Copy the records below word for word, starting at the line that contains "Give one point for each instance of the man's gray" and ending at the line that contains "(1159, 209)", with both of those lines included.

[Coordinate labeling records]
+++

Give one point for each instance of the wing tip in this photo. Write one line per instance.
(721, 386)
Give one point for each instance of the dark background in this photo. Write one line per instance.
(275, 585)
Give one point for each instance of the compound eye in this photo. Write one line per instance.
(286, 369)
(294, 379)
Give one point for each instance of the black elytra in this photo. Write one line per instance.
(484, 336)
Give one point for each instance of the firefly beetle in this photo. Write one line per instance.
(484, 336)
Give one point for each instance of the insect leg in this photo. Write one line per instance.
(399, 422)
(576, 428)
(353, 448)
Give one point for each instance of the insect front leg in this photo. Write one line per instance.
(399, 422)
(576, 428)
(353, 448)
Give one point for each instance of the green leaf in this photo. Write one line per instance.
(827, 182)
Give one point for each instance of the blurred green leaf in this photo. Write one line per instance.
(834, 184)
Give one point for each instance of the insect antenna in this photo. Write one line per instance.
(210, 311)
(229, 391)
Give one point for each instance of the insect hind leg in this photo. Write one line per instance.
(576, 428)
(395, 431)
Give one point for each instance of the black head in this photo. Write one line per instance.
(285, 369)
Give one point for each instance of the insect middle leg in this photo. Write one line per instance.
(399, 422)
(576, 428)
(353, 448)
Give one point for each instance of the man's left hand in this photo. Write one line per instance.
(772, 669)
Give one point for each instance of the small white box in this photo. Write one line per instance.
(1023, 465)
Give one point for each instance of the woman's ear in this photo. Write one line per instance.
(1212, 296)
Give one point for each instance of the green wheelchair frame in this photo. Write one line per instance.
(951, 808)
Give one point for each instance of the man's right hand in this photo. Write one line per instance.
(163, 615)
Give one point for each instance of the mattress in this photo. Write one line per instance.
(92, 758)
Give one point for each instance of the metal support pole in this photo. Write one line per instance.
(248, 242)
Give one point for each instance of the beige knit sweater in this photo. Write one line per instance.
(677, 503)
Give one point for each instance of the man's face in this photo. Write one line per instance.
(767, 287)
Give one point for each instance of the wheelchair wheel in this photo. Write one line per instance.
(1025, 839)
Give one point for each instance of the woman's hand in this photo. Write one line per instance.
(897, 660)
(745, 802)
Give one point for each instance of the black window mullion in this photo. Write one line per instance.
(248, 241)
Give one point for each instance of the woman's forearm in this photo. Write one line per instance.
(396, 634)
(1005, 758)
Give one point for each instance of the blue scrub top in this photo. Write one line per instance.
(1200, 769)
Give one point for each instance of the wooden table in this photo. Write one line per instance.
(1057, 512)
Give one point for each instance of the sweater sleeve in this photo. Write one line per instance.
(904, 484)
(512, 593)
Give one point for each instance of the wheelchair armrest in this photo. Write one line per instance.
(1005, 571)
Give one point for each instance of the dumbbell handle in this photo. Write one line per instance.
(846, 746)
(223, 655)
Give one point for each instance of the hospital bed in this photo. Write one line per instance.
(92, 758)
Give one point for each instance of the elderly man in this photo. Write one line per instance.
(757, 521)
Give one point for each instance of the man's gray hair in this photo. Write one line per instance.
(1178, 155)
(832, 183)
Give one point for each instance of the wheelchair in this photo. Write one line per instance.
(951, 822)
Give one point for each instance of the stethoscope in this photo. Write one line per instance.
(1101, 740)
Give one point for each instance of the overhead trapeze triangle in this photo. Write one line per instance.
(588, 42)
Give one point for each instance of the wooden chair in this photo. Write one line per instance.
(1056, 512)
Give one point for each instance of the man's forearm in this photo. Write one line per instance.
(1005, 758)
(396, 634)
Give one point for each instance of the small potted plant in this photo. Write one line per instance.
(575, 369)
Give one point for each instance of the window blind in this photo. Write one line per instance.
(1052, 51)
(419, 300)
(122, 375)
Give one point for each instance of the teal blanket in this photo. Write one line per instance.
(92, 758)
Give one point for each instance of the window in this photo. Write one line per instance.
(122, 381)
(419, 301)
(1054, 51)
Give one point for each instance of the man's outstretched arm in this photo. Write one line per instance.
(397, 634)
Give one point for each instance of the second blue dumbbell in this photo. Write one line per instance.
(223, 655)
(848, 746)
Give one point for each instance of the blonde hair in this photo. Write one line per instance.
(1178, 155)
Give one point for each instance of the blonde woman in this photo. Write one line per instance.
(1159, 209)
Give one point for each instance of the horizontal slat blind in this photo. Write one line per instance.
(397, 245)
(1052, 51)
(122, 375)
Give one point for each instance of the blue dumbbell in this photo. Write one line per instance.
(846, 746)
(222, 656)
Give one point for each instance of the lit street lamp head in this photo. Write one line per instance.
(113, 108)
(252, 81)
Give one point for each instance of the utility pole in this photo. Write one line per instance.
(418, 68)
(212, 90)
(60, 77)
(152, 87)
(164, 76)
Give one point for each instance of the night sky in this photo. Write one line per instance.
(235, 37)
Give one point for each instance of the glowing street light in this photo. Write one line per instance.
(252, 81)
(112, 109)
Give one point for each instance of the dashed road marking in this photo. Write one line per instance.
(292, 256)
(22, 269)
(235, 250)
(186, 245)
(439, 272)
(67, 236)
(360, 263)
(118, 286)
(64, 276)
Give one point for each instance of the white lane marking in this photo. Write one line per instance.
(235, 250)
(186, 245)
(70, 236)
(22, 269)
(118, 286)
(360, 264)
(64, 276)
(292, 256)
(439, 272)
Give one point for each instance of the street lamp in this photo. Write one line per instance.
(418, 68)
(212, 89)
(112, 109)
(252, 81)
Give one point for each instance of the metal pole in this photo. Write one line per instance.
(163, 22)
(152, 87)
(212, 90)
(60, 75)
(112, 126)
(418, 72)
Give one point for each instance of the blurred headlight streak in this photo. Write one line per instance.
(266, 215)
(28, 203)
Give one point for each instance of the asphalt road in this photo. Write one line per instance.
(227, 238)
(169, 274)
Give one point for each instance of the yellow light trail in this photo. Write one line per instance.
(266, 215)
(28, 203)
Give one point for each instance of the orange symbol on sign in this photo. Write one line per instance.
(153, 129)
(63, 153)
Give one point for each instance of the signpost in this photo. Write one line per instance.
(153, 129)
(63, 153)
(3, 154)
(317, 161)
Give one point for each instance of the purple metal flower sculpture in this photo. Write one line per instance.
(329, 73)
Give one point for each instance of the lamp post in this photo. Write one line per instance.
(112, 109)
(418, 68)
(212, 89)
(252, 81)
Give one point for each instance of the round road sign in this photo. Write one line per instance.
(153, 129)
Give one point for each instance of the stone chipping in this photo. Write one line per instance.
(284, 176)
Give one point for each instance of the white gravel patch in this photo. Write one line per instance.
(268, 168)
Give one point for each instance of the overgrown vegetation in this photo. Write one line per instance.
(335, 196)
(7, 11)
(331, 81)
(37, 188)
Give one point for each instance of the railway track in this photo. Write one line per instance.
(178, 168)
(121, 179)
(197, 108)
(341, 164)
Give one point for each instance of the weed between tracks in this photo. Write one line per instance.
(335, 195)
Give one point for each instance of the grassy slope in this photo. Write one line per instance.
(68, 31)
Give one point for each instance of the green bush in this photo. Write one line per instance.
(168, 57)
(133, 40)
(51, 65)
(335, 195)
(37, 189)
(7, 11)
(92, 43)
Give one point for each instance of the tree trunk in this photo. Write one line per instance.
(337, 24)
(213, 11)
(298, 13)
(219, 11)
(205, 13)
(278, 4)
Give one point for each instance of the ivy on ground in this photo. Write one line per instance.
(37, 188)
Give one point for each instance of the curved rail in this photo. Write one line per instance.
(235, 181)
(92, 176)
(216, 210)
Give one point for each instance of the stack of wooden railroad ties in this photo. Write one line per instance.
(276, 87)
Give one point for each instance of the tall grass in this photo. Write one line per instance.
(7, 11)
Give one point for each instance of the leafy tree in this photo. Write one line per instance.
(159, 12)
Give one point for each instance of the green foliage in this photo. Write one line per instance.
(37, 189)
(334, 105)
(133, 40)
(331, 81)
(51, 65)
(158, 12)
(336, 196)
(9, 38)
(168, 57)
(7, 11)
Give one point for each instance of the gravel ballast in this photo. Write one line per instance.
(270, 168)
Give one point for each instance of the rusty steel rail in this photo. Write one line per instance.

+++

## RESULT OF THE EXERCISE
Give one point for each instance of the man's gray hair in this photo. Write one line per instance.
(1178, 155)
(832, 183)
Give one point for each instance of the wheelchair in this photo. Write one line per instance.
(951, 822)
Give one point for each instance of the stethoscope in this photo. Write one line per instance.
(1101, 740)
Give one point for each instance of the overhead trapeze triangle in this photo. Write one line per instance.
(588, 42)
Give one point for each instance of the wooden chair in this photo. Write one line per instance.
(1056, 512)
Give one point for each instance of the man's forearm in this photo. Write one line per instance.
(1005, 758)
(396, 634)
Give one point for each instance of the small potted plant in this photo. Write one line per instance.
(575, 369)
Give one point for each instance of the window blind in this photo. Write one line per instance.
(1052, 51)
(419, 300)
(122, 375)
Give one point for each instance of the teal blanket in this photo. Write one line per instance.
(92, 758)
Give one point for each instance of the window in this photo. Write one line per instance.
(122, 381)
(419, 301)
(1054, 51)
Give one point for each instance of the man's outstretched arm in this photo. Write one line per instance.
(397, 634)
Give one point for each instance of the second blue dumbbell in this photo. Write one line per instance.
(223, 655)
(848, 746)
Give one point for each instance of the blonde hair in this photo. Write one line per instance.
(1178, 155)
Give one point for each instance of the blonde woman in this photo. Write one line per instance.
(1159, 209)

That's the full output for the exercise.